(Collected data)
+++
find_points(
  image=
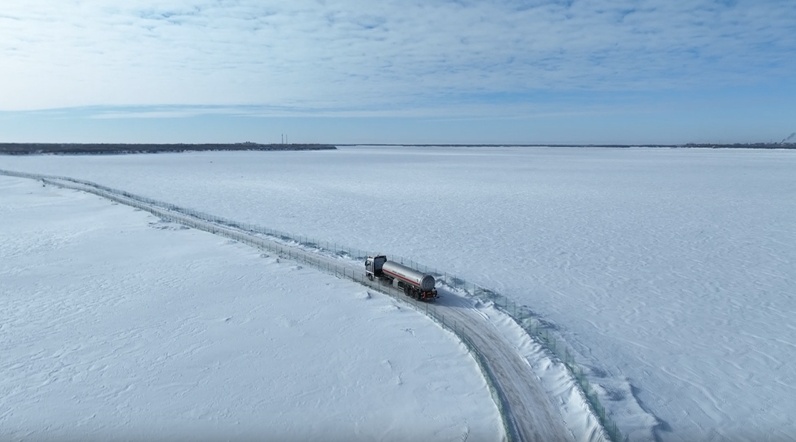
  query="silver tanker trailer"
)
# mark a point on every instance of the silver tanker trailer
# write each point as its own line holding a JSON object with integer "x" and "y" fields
{"x": 415, "y": 284}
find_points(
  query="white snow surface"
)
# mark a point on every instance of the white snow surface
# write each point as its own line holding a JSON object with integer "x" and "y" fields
{"x": 670, "y": 271}
{"x": 119, "y": 326}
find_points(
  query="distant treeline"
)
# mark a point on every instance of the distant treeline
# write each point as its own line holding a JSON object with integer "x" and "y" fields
{"x": 618, "y": 146}
{"x": 110, "y": 148}
{"x": 743, "y": 145}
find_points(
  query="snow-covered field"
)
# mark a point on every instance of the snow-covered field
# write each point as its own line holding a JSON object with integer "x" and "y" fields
{"x": 117, "y": 325}
{"x": 670, "y": 270}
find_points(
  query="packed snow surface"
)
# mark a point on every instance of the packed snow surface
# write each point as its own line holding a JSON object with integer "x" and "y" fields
{"x": 117, "y": 325}
{"x": 670, "y": 271}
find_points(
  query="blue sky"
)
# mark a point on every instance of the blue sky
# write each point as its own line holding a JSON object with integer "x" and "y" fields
{"x": 434, "y": 71}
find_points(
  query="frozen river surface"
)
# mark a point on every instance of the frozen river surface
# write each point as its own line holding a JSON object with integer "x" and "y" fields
{"x": 668, "y": 269}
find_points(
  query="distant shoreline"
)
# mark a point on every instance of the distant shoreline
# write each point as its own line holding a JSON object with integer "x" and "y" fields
{"x": 122, "y": 148}
{"x": 137, "y": 148}
{"x": 615, "y": 146}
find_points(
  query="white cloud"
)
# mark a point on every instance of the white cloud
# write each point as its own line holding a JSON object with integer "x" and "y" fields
{"x": 379, "y": 56}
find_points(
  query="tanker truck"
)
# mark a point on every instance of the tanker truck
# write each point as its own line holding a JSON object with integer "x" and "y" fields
{"x": 415, "y": 284}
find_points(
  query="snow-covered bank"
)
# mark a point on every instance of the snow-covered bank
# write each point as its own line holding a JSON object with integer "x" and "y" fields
{"x": 117, "y": 326}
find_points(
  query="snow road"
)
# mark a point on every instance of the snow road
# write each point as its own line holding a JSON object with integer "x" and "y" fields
{"x": 529, "y": 412}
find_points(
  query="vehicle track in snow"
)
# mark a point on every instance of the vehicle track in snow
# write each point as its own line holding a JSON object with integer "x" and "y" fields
{"x": 528, "y": 411}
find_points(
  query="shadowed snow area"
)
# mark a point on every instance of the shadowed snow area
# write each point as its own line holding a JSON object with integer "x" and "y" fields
{"x": 669, "y": 271}
{"x": 117, "y": 325}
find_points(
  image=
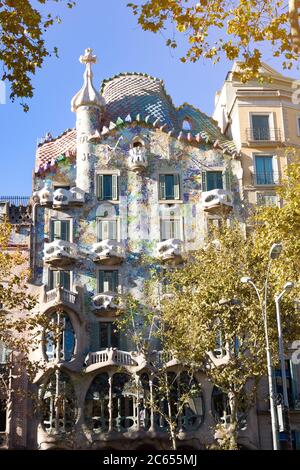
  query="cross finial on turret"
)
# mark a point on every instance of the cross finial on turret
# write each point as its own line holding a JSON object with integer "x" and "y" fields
{"x": 88, "y": 57}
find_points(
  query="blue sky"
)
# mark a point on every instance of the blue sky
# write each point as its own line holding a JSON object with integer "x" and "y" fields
{"x": 121, "y": 46}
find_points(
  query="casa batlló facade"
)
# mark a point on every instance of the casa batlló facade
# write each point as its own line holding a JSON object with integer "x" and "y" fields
{"x": 137, "y": 177}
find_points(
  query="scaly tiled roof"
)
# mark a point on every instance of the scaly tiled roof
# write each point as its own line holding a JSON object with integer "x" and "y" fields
{"x": 139, "y": 97}
{"x": 48, "y": 153}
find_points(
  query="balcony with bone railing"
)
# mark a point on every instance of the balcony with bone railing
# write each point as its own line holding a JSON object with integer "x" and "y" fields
+++
**Directions:** Take the listing above and print it exactly, apart from the pictures.

**Answer to this task:**
find_points(
  image=
  query="silver tanker trailer"
)
# mark a point on every instance of the silver tanker trailer
# write each point as its own line holding a JSON object with integer "x" and "y" fields
{"x": 415, "y": 284}
find_points(
  query="white snow surface"
)
# mark a point on every instance of the white snow surface
# write each point as its own line holding a JSON object with integer "x" and "y" fields
{"x": 670, "y": 271}
{"x": 119, "y": 326}
find_points(
  query="distant treeline"
)
# mark a point on every instance of the distant treeline
# write each point as its own line holding a JSON object with integer "x" and "y" fields
{"x": 618, "y": 146}
{"x": 110, "y": 148}
{"x": 743, "y": 145}
find_points(
  query="snow-covered field"
)
# mark a point on every instance of the snow-covered field
# write each point as its own line holding a JSON object with integer "x" and "y" fields
{"x": 117, "y": 325}
{"x": 670, "y": 270}
find_points(
  query="packed snow surface"
)
# mark a point on every instance of the packed snow surface
# write each point as its own line holding a JSON object with integer "x" and "y" fields
{"x": 117, "y": 325}
{"x": 670, "y": 271}
find_points(
  query="blue sky"
)
# mark a point on every instance of the blue sky
# write each point as its own line holding a JSON object with integer "x" and "y" fields
{"x": 434, "y": 71}
find_points(
  query="frozen river surface"
)
# mark a point on every instance of the frozen river surface
# write each point as its own line holding a JSON object with integer "x" and "y" fields
{"x": 668, "y": 269}
find_points(
  query="distant shoreline"
)
# mark a point on every instance of the distant shoreline
# write each point as its own line holding a JSON object with integer "x" and "y" fields
{"x": 122, "y": 148}
{"x": 137, "y": 148}
{"x": 615, "y": 146}
find_points(
  query="white cloud"
)
# mark a point on every instance of the white cloud
# write each point as its own line holding a JSON object with integer "x" and "y" fields
{"x": 379, "y": 56}
find_points(
  query="tanker truck"
)
# mark a point on every instance of the tanker truck
# write each point as its own line holding a JSON object with integer "x" and "y" fields
{"x": 415, "y": 284}
find_points(
  query="snow-covered bank"
)
# mark a point on every instance of the snow-covered bank
# write each point as its own line holding a JSON object with integer "x" and "y" fields
{"x": 117, "y": 326}
find_points(
  query="snow road"
)
# mark a point on every instance of the snow road
# write each point as its own line holding a JSON object with integer "x" and "y" fields
{"x": 529, "y": 412}
find_points(
  query="vehicle track in snow"
)
# mark a point on every instance of the vehicle track in snow
# write each point as its own line holding a JSON object with integer "x" and "y" fields
{"x": 528, "y": 411}
find_points(
  query="shadowed snow area"
)
# mark a point on every instance of the shadowed snow area
# write each point as its own line holding a JSON object with integer "x" and "y" fields
{"x": 669, "y": 271}
{"x": 117, "y": 325}
find_points(
  image=
  query="cross finial on turret"
)
# mark a point on every instance of the cross finial on turret
# write each point as its own line holding a JSON object with integer "x" and "y" fields
{"x": 88, "y": 57}
find_points(
  query="blue sky"
)
# mark a point on every instance of the blue sky
# write each point as its own line holding a JSON object with integer "x" and "y" fields
{"x": 121, "y": 46}
find_points(
  query="casa batlló facade"
)
# mark a point on every instance of the casa batlló facade
# write each point as its own line holding a JSON object with integer "x" and "y" fields
{"x": 137, "y": 177}
find_points(
  query="scaly tiled roof"
)
# mark a point on every instance of the scaly tiled roof
# write each point as its own line holding a JSON object with integer "x" and "y" fields
{"x": 139, "y": 97}
{"x": 48, "y": 153}
find_points(
  query="balcony with bone railing"
)
# mark a point on every instance of the balcony with bone railing
# write each point as its own line holding a JSON object with integer "x" and "y" fields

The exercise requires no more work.